§ **ASSIGNED TASK**:
Return all lines from the listing below that include the word "scattered".

§ **THE DATA**:
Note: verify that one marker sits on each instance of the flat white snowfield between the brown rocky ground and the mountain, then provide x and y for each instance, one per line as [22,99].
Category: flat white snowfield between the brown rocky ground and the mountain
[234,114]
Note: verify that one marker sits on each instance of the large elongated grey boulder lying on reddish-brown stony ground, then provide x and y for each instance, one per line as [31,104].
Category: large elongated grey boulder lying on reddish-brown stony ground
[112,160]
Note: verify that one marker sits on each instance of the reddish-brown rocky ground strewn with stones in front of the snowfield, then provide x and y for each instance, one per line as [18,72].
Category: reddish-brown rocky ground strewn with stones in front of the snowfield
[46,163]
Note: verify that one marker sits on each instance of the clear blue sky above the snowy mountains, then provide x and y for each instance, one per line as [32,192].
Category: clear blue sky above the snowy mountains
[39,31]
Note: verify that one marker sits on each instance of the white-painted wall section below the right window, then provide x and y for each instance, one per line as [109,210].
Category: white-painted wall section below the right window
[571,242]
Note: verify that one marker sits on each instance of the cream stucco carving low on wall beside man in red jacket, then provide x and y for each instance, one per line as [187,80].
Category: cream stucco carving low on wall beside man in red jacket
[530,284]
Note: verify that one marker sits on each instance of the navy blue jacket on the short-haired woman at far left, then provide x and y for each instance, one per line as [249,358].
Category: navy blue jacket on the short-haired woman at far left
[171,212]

--

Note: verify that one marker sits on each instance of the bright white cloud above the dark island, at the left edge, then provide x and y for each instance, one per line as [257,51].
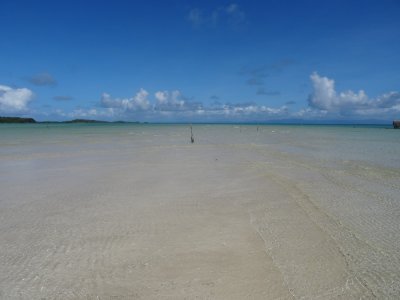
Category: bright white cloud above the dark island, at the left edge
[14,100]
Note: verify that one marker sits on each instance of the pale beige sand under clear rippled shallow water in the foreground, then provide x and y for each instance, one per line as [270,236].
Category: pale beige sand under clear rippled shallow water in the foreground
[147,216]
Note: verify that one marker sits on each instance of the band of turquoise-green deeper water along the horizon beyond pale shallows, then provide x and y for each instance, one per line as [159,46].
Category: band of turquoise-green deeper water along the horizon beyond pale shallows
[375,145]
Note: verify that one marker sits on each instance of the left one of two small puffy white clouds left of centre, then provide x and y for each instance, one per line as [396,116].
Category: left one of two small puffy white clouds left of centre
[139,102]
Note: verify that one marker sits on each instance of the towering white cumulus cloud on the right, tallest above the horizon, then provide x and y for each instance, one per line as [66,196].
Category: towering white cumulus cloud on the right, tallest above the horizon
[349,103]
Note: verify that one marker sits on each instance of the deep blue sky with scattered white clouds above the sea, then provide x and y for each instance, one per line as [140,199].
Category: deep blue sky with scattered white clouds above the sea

--

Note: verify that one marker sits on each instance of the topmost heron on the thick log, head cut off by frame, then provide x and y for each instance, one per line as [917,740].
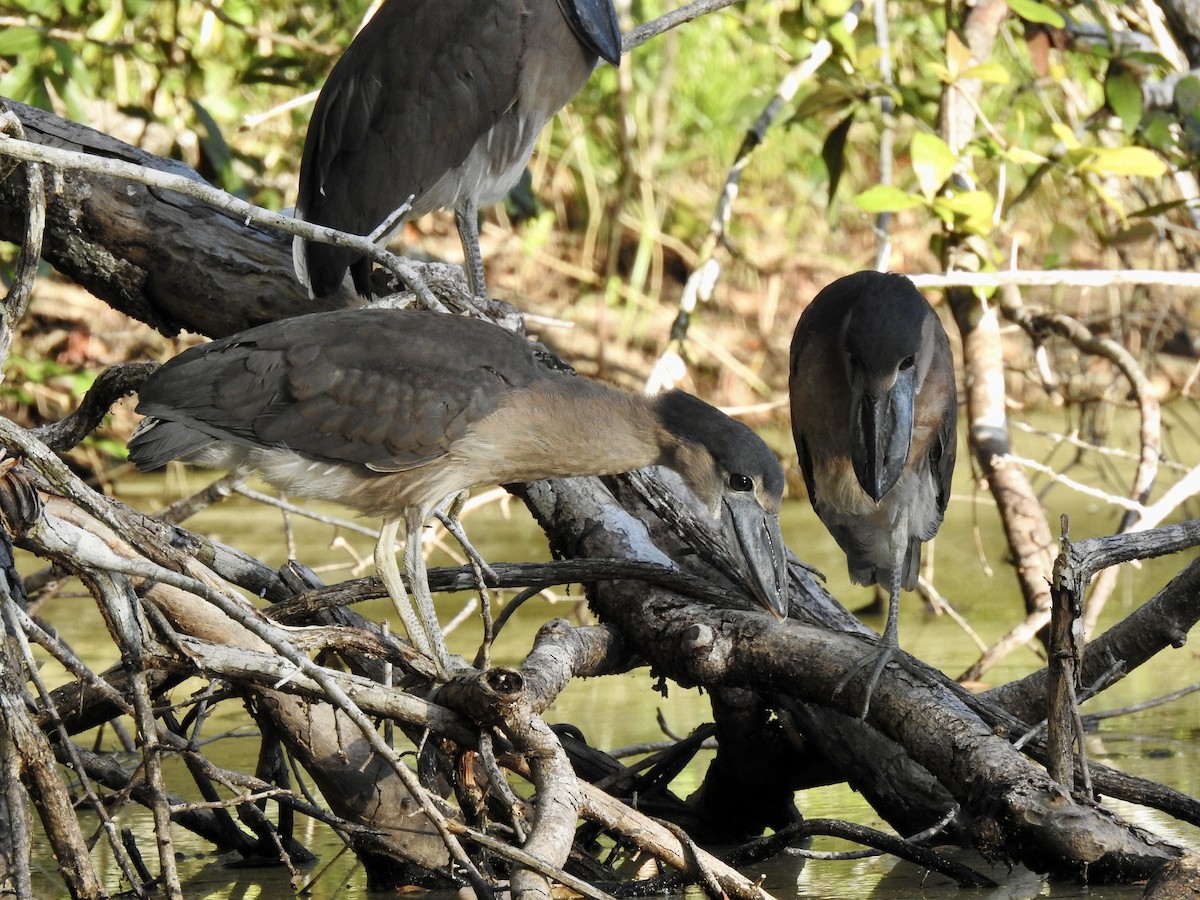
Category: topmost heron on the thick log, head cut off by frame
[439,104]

§ **EXPECTED ANSWER**:
Note: verify that one marker sits on each instance of the deep blue sky with scattered white clouds above the sea, then provide x and y for each instance, one per line as [140,199].
Category: deep blue sky with scattered white clouds above the sea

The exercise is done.